• **Extracted data**
##############################
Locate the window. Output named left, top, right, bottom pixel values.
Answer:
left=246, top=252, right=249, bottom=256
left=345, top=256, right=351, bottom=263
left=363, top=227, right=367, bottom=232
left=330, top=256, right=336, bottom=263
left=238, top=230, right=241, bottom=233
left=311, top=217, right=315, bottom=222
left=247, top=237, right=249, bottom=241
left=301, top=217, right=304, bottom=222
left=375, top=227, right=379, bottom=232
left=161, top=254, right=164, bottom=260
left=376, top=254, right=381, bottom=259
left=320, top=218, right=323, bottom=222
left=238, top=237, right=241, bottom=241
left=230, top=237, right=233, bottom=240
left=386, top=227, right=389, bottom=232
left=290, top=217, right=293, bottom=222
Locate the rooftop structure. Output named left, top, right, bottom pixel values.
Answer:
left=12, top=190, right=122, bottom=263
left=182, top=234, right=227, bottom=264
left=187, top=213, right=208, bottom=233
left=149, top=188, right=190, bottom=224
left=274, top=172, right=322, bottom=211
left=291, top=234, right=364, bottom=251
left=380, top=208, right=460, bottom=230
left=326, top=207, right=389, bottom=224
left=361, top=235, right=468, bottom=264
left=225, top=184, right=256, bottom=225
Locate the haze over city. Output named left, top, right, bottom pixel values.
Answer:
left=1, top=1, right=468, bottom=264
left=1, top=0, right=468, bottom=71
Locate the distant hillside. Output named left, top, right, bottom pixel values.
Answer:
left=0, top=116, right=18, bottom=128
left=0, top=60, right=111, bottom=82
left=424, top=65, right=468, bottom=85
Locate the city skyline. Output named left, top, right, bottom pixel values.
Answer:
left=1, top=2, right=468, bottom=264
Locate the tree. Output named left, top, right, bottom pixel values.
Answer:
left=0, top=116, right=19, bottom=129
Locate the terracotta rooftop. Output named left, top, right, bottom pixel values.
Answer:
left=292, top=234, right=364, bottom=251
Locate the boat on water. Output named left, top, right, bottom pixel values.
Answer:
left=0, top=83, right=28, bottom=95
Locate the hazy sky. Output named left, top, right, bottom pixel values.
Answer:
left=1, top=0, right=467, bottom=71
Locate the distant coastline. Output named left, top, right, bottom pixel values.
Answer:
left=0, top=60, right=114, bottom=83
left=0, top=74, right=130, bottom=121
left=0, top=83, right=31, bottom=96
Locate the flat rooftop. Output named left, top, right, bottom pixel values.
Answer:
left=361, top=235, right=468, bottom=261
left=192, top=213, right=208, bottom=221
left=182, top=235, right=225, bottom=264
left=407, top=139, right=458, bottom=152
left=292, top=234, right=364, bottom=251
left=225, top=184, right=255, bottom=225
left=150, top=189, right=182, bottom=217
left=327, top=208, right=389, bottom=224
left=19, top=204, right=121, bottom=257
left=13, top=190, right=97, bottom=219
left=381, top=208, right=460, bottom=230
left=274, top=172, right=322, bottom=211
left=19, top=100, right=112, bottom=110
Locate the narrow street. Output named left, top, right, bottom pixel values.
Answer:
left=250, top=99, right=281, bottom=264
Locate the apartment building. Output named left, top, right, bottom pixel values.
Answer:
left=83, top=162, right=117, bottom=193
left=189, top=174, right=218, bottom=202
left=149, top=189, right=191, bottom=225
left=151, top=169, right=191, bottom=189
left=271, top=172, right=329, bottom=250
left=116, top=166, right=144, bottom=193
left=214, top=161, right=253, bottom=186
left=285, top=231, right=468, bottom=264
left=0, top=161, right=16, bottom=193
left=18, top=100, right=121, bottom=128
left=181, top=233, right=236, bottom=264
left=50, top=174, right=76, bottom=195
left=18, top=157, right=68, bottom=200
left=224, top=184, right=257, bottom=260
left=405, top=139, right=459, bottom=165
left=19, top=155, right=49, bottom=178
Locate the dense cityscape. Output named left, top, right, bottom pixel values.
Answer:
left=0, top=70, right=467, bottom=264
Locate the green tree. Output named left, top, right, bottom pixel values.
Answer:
##############################
• **About this task**
Work out how many lines in the records contain the word "rooftop", and give that number by itself.

• **Answer to this task**
3